_OBJECTIF DE L'EXERCICE:_
Prolongez le texte consacré au moral des Français en 1987 en reprenant juste après sa dernière phrase.

_EXTRAIT FOURNI:_

——————

Panorama

Introduction

Dur, dur de vivre en 1987 dans le monde tel qu'il est ou, en tout cas, tel qu'il apparaît aux Français, spectateurs plus qu'acteurs des grands mouvements qui agitent la planète. Après avoir entamé une sorte de convalescence à partir de 1984 et retrouvé la croissance, les pays industriels ont rechuté. Ils sont victimes d'une maladie à virus multiples, contre lesquels les médecins sont impuissants, les vaccins inexistants.

Dans cet environnement cahotique, la France prolonge la crise économique des années 70 par une autre, morale, politique, culturelle, existentielle. Interrogés en novembre par IPSOS pour l'hebdomadaire le Point, nos compatriotes se montrent pessimistes : 74 p. 100 des membres de la « génération 86 » (âgés de 18 à 25 ans) et 61 p. 100 de ceux de la « génération 68 » (aujourd'hui âgés de 37 à 44 ans) pensent que la société française est raciste ; 66 p. 100 (dans les deux tranches d'âge) pensent qu'elle est égoïste ; 57 p. 100 et 55 p. 100 qu'elle est bloquée ; 55 p. 100 et 51 p. 100 qu'elle est injuste ; 54 p. 100 et 48 p. 100 qu'elle est vieille ; 53 p. 100 (dans les deux cas) qu'elle est triste. Ils sont enfin respectivement 52 p. 100 et 50 p. 100 à considérer qu'elle est en déclin. Le grand mot est lâché ; il entre en 1987 dans le vocabulaire des médias, des personnages publics mais aussi des citoyens.

——————

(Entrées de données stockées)
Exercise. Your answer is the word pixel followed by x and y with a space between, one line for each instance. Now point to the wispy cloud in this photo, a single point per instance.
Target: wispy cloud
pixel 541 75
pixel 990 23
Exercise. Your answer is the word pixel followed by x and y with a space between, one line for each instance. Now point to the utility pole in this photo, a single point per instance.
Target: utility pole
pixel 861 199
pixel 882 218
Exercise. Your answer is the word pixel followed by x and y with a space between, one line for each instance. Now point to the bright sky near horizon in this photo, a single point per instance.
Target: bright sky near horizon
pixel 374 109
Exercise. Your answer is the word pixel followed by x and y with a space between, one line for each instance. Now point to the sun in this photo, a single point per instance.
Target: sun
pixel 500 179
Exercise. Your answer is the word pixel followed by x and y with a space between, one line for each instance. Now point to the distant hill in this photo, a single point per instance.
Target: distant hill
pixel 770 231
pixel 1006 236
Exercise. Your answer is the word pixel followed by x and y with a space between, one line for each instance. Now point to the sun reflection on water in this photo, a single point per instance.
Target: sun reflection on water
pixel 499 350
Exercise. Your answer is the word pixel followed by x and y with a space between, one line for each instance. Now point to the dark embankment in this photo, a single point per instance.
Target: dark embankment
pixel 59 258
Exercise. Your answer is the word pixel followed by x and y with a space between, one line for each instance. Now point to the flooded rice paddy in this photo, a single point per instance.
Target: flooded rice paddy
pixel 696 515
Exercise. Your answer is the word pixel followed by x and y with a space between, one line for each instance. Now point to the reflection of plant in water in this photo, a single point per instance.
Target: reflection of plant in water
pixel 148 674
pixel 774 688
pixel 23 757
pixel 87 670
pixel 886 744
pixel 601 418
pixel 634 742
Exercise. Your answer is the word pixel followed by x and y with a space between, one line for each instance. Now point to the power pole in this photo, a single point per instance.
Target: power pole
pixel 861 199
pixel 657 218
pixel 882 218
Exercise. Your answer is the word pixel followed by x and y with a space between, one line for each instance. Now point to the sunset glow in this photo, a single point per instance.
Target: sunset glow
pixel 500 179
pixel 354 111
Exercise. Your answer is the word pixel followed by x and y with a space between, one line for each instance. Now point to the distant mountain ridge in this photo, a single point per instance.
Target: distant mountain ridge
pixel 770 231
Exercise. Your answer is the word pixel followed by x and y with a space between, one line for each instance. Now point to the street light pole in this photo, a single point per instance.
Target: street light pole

——————

_RÉPONSE:_
De la France qui gagne à la France du déclin

L'image de la France, telle qu'elle ressort des médias, reste floue, en tout cas fluctuante. Un an après avoir célébré la « France qui gagne », beaucoup font leurs titres sur la « France du déclin ». Les hommes politiques, sans cesse interrogés sur ce thème, ont une attitude commune : chacun affirme que le déclin n'est pas inéluctable, sauf si ses adversaires conservent le pouvoir (lorsqu'on est de gauche) ou s'ils le reprennent (lorsqu'on est de droite). Contrairement à la langue française (voir Naissance de la francophonie, par J.-P. Péroncel-Hugoz), la langue de bois n'est pas menacée ! Même les intellectuels, qui refont peu à peu leur apparition dans le débat médiatique, ne manquent pas d'apporter leur pierre à l'entreprise collective de « défrance » à laquelle on assiste.

Quant aux Français, dans leur ensemble, ils sont à la fois tristes et inquiets. Tristes de voir que les difficultés du moment, loin d'être maîtrisées, s'accumulent au contraire à l'horizon. Inquiets de constater que personne, parmi ceux qui sont en charge de la gestion commune, ne semble capable ou désireux de rassembler les forces pour les faire travailler à une même œuvre de redressement national.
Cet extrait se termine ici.